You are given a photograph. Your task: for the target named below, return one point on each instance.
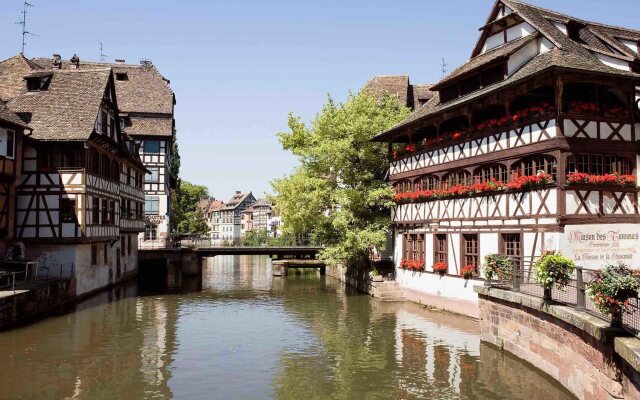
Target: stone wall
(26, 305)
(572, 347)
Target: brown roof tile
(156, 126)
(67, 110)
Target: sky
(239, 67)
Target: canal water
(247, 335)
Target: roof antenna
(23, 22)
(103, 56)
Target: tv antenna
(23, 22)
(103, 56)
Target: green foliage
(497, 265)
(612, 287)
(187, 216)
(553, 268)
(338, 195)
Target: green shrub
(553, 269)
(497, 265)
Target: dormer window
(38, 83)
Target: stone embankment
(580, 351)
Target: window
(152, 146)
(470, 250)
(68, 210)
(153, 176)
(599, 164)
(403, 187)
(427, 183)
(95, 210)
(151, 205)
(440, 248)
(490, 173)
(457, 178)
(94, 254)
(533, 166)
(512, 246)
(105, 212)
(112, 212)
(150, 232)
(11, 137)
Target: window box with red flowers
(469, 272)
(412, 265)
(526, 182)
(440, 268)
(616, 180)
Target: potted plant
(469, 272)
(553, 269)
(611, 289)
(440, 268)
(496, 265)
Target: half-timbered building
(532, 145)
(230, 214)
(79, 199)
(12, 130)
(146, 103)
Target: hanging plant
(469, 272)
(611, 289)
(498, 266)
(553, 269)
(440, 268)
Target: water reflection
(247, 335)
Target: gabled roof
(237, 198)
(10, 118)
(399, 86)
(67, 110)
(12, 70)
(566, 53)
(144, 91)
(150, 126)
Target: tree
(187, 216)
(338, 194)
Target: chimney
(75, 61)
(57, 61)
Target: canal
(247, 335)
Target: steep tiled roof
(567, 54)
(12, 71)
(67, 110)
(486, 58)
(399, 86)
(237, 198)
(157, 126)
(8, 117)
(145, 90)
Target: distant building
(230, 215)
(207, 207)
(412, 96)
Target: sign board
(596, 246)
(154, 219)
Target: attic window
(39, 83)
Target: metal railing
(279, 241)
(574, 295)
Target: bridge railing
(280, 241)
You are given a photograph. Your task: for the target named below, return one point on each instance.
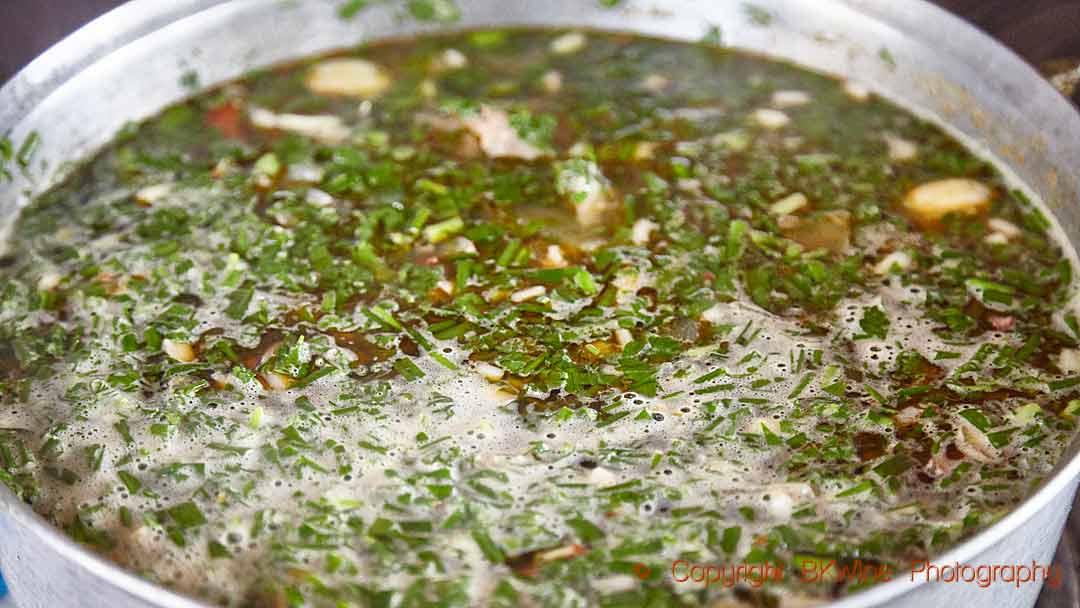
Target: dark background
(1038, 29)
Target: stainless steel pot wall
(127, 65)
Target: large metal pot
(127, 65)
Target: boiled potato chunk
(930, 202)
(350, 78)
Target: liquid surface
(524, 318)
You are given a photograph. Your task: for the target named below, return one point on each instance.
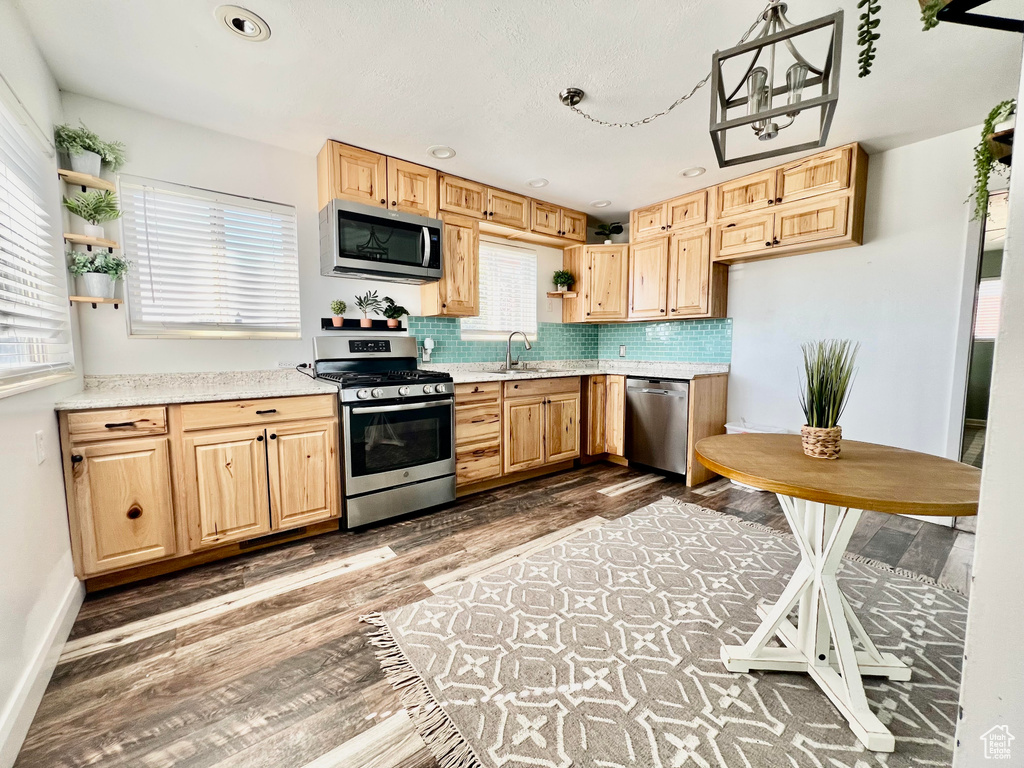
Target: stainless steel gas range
·····
#### What you need to do
The material above must be reproduced line for line, with the images omitted.

#### Task answer
You are given a photograph. Your task: for the target named below, return one point on each instance.
Target: stone wall
(26, 305)
(572, 347)
Target: brown roof tile
(156, 126)
(67, 110)
Target: sky
(239, 67)
Target: canal water
(247, 335)
Target: roof antenna
(23, 22)
(103, 56)
Target: tv antenna
(23, 22)
(103, 56)
Target: green foliage
(497, 265)
(612, 287)
(187, 216)
(553, 268)
(338, 195)
Target: green shrub
(553, 269)
(497, 265)
Target: dormer window
(38, 83)
Target: stone embankment
(580, 351)
Target: window
(152, 146)
(470, 250)
(68, 210)
(153, 176)
(599, 164)
(403, 187)
(427, 183)
(95, 210)
(151, 205)
(440, 248)
(490, 173)
(457, 178)
(94, 254)
(533, 166)
(512, 246)
(105, 212)
(112, 212)
(150, 232)
(11, 137)
Target: window box with red flowers
(469, 272)
(412, 265)
(526, 182)
(440, 268)
(616, 180)
Target: potted plant
(469, 272)
(553, 269)
(611, 289)
(440, 268)
(496, 265)
Target: half-timbered building
(532, 145)
(230, 214)
(79, 199)
(12, 130)
(146, 103)
Target: hanging plant
(469, 272)
(611, 289)
(498, 266)
(553, 269)
(440, 268)
Target: water reflection
(247, 335)
Target: gabled roof
(237, 198)
(10, 118)
(399, 86)
(67, 110)
(12, 70)
(566, 53)
(144, 91)
(150, 126)
Target: tree
(187, 216)
(338, 194)
Target: chimney
(75, 61)
(57, 61)
Target: canal
(247, 335)
Target: steep tiled roof
(567, 54)
(12, 71)
(67, 110)
(486, 58)
(399, 86)
(237, 198)
(157, 126)
(8, 117)
(145, 90)
Target: distant building
(230, 215)
(207, 207)
(412, 96)
Target: sign board
(596, 246)
(154, 219)
Target: attic window
(39, 83)
Target: metal railing
(279, 241)
(574, 295)
Target: bridge railing
(280, 241)
You are given a photograph. Your task: for the target named below, return one point on each instance.
Target: dark background
(1038, 29)
Target: stainless steel pot wall
(127, 65)
Target: large metal pot
(127, 65)
Target: boiled potato chunk
(930, 202)
(350, 78)
Target: liquid surface
(524, 318)
You are given a photograph. Your task: for the target named below, return one point on each instance.
Target: stainless steel gas range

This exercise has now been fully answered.